__YOUR OBJECTIVE__
Copy the passage on protons, neutrons, and ions word for word, starting with "For example, every" and going on through "is neutral overall.".

__TEXT PASSAGE__
The protons are positively charged.
In fact, it is because of the protons that the entire atomic nucleus has
a positive charge. The neutrons have
zero electrical charge. In other words,
neutrons are neutral. This is why they are
called neutrons!
The number of protons in the
nucleus is the single most important number of the atom. It is so important that it is called the atomic
number. The atomic number, which is
always the number of protons in the nucleus, is so important that an atom is
named solely based on the atomic number.
For example, every atom in the universe with twelve protons in
its nucleus is considered to be a magnesium atom. As another example, every atom in the
universe with seven protons in its nucleus is considered to be a nitrogen
atom. We are not saying that the number
of neutrons or the number of electrons is irrelevant. They are quite important. We are saying that the atomic number is
always the number of protons, and the name of the atom is based only upon the
atomic number (the number of protons).
If we change the number of
electrons, we change the charge of the atom.
Why? Imagine an atom where the
number of electrons balances the number of protons. Since protons are positive and electrons are
negative, the atom is neutral overall.
Now imagine we add extra electrons to the atom. Since electrons are negative, the atom will
no longer be neutral overall; it will be negative overall. Imagine we removed electrons from the atom in
the first place. Now the atom will be
positive overall. A charged atom is
called an ion. We have now made
it clear that changing the number of electrons results in ions. Some examples will help illustrate this. Consider the sodium atom with the symbol
Na. The atomic number of sodium is
eleven, meaning that every sodium atom in the universe has eleven protons. We will make this clear with a subscript
before the atom’s symbol like this: 11Na. If the sodium atom were neutral, it would
have eleven electrons as well, but suppose we add three more electrons. Since electrons are negative, we now have an
ion with a charge of negative three. We
write the charge as a superscript after the name of the atom like this: 11Na3–. (Even though
the charge is read “negative three,” the superscript is written in the strange
way “3–.”) As another
example, consider the aluminum atom with the symbol Al. The atomic number of aluminum is thirteen,
meaning that every aluminum atom in the universe has thirteen protons. We make this clear with a subscript before
the atom’s symbol like this: 13Al.
If the aluminum atom were neutral, it would have thirteen electrons as
well, but suppose we remove two of the electrons. We now have an ion with a charge of positive
two. We write the charge as a
superscript after the name of the atom like this: 13Al2+. (Even though the charge is read “positive
two,” the superscript is written in the strange way “2+.”) A positive ion is called a cation, and a
negative ion is called an anion.
If we change the number of
neutrons, we do not get ions.
Why? Neutrons are neutral. So, adding or removing neutrons does not
change the charge at all. What is being
changed however is the mass of the atom.

__Entries from a point annotation set__
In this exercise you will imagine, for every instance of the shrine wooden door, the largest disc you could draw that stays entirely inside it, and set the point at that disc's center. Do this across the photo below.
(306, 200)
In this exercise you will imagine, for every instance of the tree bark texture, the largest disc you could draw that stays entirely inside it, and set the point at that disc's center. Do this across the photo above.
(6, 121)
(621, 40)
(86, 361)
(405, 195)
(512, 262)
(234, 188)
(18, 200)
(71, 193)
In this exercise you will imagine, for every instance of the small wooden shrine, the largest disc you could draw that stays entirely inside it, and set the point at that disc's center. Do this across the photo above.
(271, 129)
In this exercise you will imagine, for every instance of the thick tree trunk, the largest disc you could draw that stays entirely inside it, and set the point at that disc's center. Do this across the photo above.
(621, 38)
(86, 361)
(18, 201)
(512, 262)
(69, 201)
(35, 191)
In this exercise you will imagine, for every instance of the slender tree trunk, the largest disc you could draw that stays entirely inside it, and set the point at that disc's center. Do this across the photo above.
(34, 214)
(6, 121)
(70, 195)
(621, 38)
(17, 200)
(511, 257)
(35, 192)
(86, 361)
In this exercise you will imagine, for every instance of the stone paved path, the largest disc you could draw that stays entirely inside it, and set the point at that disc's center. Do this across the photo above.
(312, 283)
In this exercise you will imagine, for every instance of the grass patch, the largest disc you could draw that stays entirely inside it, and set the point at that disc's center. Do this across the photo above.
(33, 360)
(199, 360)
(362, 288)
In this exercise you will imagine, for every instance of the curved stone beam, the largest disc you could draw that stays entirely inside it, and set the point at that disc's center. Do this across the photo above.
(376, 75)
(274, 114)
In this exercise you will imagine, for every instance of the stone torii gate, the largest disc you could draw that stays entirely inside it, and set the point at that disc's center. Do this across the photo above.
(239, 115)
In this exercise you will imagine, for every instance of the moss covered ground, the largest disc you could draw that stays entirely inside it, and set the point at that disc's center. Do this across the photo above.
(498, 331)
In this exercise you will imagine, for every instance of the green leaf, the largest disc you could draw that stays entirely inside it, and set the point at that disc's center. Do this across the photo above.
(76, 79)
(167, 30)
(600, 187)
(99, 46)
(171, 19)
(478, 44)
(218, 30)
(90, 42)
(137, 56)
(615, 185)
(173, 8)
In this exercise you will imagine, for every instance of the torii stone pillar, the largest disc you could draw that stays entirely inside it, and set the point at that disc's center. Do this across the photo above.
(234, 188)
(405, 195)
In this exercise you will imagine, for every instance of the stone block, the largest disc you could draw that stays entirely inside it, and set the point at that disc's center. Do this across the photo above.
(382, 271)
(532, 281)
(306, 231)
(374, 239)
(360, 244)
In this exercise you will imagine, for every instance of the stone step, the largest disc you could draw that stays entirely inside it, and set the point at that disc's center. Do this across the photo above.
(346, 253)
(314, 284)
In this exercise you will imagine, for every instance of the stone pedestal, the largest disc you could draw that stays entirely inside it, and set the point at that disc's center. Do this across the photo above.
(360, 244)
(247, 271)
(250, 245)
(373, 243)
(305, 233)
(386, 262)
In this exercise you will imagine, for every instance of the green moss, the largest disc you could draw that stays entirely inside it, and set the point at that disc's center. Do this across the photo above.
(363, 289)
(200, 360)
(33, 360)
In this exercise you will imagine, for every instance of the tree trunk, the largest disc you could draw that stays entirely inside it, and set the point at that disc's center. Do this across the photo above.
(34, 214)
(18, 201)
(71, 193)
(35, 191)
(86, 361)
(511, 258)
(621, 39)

__FINISHED TASK__
For example, every atom in the universe with twelve protons in
its nucleus is considered to be a magnesium atom. As another example, every atom in the
universe with seven protons in its nucleus is considered to be a nitrogen
atom. We are not saying that the number
of neutrons or the number of electrons is irrelevant. They are quite important. We are saying that the atomic number is
always the number of protons, and the name of the atom is based only upon the
atomic number (the number of protons).
If we change the number of
electrons, we change the charge of the atom.
Why? Imagine an atom where the
number of electrons balances the number of protons. Since protons are positive and electrons are
negative, the atom is neutral overall.